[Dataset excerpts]
Content starts

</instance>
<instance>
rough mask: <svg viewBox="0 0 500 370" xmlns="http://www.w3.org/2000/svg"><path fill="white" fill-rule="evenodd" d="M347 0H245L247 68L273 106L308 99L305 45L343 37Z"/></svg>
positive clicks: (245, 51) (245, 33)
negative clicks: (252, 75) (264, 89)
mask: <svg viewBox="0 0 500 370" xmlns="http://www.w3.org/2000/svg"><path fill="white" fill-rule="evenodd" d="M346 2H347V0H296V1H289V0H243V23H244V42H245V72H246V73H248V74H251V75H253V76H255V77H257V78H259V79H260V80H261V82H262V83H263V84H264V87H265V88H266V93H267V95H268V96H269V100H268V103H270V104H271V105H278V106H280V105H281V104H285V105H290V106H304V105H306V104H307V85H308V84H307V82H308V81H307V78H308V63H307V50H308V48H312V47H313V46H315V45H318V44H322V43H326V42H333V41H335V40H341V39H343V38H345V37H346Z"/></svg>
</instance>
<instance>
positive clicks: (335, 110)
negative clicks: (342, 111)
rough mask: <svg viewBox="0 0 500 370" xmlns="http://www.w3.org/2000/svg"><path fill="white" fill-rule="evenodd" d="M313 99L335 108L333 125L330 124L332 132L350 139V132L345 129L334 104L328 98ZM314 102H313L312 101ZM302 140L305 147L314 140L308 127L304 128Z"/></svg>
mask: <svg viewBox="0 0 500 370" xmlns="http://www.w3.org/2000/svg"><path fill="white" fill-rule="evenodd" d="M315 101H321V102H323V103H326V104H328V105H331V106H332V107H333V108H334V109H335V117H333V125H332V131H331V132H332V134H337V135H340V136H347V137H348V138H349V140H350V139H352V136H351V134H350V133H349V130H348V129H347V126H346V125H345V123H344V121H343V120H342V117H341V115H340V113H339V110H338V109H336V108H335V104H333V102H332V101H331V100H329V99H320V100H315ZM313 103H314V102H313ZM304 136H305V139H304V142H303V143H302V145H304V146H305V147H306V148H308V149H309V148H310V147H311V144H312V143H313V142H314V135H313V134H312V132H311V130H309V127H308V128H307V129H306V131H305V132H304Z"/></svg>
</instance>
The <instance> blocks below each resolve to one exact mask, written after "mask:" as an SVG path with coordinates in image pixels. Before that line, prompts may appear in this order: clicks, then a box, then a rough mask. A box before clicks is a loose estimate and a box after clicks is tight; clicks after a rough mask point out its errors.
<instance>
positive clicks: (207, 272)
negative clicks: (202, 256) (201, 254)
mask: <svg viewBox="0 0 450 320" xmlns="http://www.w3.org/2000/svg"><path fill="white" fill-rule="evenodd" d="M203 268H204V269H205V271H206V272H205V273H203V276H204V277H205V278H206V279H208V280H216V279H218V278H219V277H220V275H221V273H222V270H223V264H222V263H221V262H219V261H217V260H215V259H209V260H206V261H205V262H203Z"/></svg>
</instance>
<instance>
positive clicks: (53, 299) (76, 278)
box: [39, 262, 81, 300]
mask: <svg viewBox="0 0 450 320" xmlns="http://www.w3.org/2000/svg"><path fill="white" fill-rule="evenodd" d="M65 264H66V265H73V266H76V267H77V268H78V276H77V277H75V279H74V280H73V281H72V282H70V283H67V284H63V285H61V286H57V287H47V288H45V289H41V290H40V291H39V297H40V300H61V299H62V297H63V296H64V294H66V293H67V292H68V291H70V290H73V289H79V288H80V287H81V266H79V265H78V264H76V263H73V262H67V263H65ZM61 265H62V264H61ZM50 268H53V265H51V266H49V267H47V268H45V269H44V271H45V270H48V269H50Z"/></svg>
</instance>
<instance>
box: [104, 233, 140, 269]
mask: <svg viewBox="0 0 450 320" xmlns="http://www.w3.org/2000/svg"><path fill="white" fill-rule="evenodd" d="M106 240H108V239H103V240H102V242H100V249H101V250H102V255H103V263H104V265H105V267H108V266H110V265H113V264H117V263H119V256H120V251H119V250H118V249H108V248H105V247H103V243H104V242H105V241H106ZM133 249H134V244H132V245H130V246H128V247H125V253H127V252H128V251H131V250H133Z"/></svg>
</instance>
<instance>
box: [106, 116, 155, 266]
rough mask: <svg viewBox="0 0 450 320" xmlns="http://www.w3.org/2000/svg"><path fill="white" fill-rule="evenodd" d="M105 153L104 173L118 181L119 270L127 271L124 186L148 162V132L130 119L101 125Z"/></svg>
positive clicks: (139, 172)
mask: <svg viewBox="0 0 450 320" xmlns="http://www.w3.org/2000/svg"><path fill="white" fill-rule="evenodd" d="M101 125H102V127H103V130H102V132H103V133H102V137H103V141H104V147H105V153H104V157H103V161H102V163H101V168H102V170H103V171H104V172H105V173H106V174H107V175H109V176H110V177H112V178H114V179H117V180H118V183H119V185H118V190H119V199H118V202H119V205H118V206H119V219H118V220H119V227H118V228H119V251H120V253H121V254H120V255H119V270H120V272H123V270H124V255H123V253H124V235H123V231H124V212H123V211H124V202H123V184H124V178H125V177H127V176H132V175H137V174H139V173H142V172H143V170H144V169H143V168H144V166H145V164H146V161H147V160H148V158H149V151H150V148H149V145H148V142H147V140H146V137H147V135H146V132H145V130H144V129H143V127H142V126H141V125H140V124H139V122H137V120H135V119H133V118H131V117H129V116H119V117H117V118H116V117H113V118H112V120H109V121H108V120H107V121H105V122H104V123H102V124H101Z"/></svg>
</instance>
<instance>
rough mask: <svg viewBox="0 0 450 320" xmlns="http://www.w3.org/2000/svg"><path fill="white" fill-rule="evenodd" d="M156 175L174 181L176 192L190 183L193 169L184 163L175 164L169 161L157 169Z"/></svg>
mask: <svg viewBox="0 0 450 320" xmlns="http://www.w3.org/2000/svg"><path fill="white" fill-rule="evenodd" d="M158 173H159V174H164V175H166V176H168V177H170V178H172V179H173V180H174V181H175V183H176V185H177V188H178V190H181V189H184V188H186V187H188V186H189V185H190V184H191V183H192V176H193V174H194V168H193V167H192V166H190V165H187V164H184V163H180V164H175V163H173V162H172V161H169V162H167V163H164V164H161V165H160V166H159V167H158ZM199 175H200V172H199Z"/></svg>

Content ends

» **Problem requirements**
Extract all of the data above and reproduce every line verbatim, with nothing altered.

» **Result of this task**
</instance>
<instance>
rough mask: <svg viewBox="0 0 500 370" xmlns="http://www.w3.org/2000/svg"><path fill="white" fill-rule="evenodd" d="M347 0H245L247 68L273 106L308 99L305 45L343 37Z"/></svg>
positive clicks: (245, 51) (245, 33)
negative clicks: (252, 75) (264, 89)
mask: <svg viewBox="0 0 500 370" xmlns="http://www.w3.org/2000/svg"><path fill="white" fill-rule="evenodd" d="M346 2H347V0H296V1H289V0H243V23H244V42H245V72H246V73H248V74H251V75H253V76H255V77H257V78H259V79H260V80H261V82H262V83H263V84H264V87H265V88H266V93H267V95H268V96H269V100H268V103H270V104H271V105H278V106H280V105H281V104H285V105H290V106H304V105H306V104H307V85H308V84H307V82H308V81H307V78H308V63H307V50H308V48H312V47H313V46H315V45H318V44H322V43H326V42H333V41H335V40H341V39H343V38H345V37H346Z"/></svg>
</instance>
<instance>
positive clicks: (335, 110)
negative clicks: (342, 111)
rough mask: <svg viewBox="0 0 500 370" xmlns="http://www.w3.org/2000/svg"><path fill="white" fill-rule="evenodd" d="M313 99L335 108L333 125L330 124L332 132L350 139V132L345 129L334 104L328 98ZM314 102H313L312 101ZM302 140L305 147L314 140L308 127L304 128Z"/></svg>
mask: <svg viewBox="0 0 500 370" xmlns="http://www.w3.org/2000/svg"><path fill="white" fill-rule="evenodd" d="M315 101H321V102H323V103H326V104H328V105H331V106H332V107H333V108H334V109H335V117H333V125H332V131H331V132H332V134H337V135H340V136H347V137H348V138H349V140H350V139H352V136H351V134H350V133H349V130H348V129H347V126H346V125H345V123H344V121H343V120H342V117H341V115H340V113H339V110H338V109H336V108H335V104H333V102H332V101H331V100H329V99H320V100H315ZM313 103H314V102H313ZM304 136H305V139H304V142H303V143H302V145H304V146H305V147H306V148H308V149H309V148H310V147H311V144H312V143H313V142H314V135H313V134H312V132H311V130H309V127H308V128H307V129H306V131H305V132H304Z"/></svg>
</instance>
The <instance> blocks below each resolve to one exact mask, written after "mask:" as an SVG path with coordinates in image pixels. Before that line, prompts may appear in this order: clicks, then a box, then a rough mask. A box before clicks is a loose estimate and a box after clicks is tight; clicks after a rough mask point out its errors.
<instance>
positive clicks: (207, 272)
negative clicks: (202, 256) (201, 254)
mask: <svg viewBox="0 0 450 320" xmlns="http://www.w3.org/2000/svg"><path fill="white" fill-rule="evenodd" d="M203 268H204V269H205V271H206V272H205V273H203V276H204V277H205V278H206V279H208V280H216V279H218V278H219V277H220V275H221V273H222V270H223V264H222V263H221V262H219V261H217V260H215V259H209V260H206V261H205V262H203Z"/></svg>
</instance>
<instance>
positive clicks: (53, 299) (76, 278)
box: [39, 262, 81, 300]
mask: <svg viewBox="0 0 450 320" xmlns="http://www.w3.org/2000/svg"><path fill="white" fill-rule="evenodd" d="M65 264H66V265H73V266H76V267H77V268H78V276H77V277H75V279H74V280H73V281H72V282H70V283H67V284H63V285H61V286H57V287H47V288H45V289H41V290H40V291H39V297H40V300H61V299H62V297H63V296H64V294H66V293H67V292H68V291H70V290H73V289H79V288H80V287H81V266H79V265H78V264H76V263H73V262H67V263H65ZM61 265H62V264H61ZM50 268H53V265H51V266H49V267H47V268H45V269H44V271H45V270H48V269H50Z"/></svg>
</instance>
<instance>
box: [104, 233, 140, 269]
mask: <svg viewBox="0 0 450 320" xmlns="http://www.w3.org/2000/svg"><path fill="white" fill-rule="evenodd" d="M106 240H108V239H103V240H102V242H100V249H101V250H102V255H103V263H104V265H105V267H108V266H110V265H113V264H117V263H119V256H120V251H119V250H118V249H108V248H105V247H103V243H104V242H105V241H106ZM133 249H134V244H132V245H130V246H128V247H125V253H127V252H128V251H131V250H133Z"/></svg>
</instance>
<instance>
box: [106, 116, 155, 266]
rough mask: <svg viewBox="0 0 450 320" xmlns="http://www.w3.org/2000/svg"><path fill="white" fill-rule="evenodd" d="M105 153L104 173L118 181L119 270L127 271L124 186L148 162V132L130 119L101 125Z"/></svg>
positive clicks: (139, 172)
mask: <svg viewBox="0 0 450 320" xmlns="http://www.w3.org/2000/svg"><path fill="white" fill-rule="evenodd" d="M101 125H102V127H103V130H102V132H103V133H102V137H103V141H104V147H105V153H104V157H103V161H102V163H101V168H102V170H103V171H104V172H105V173H106V174H107V175H109V176H110V177H112V178H114V179H117V180H118V183H119V185H118V190H119V199H118V202H119V205H118V206H119V219H118V220H119V227H118V228H119V251H120V253H121V254H120V255H119V270H120V272H123V270H124V255H123V253H124V235H123V231H124V212H123V211H124V202H123V184H124V178H125V177H127V176H132V175H137V174H139V173H142V172H143V170H144V169H143V168H144V166H145V164H146V161H147V160H148V158H149V151H150V148H149V145H148V142H147V140H146V137H147V135H146V132H145V130H144V129H143V127H142V126H141V125H140V124H139V122H137V120H135V119H133V118H131V117H129V116H119V117H117V118H116V117H113V118H112V120H109V121H108V120H107V121H105V122H104V123H102V124H101Z"/></svg>
</instance>
<instance>
rough mask: <svg viewBox="0 0 450 320" xmlns="http://www.w3.org/2000/svg"><path fill="white" fill-rule="evenodd" d="M156 175L174 181L176 192L190 183L193 169L184 163L175 164L169 161L157 169Z"/></svg>
mask: <svg viewBox="0 0 450 320" xmlns="http://www.w3.org/2000/svg"><path fill="white" fill-rule="evenodd" d="M158 173H159V174H164V175H166V176H168V177H170V178H172V179H173V180H174V181H175V183H176V185H177V188H178V190H181V189H184V188H186V187H188V186H189V185H190V184H191V183H192V176H193V174H194V168H193V167H192V166H190V165H187V164H184V163H180V164H175V163H173V162H172V161H169V162H167V163H164V164H161V165H160V166H159V167H158ZM199 175H200V172H199Z"/></svg>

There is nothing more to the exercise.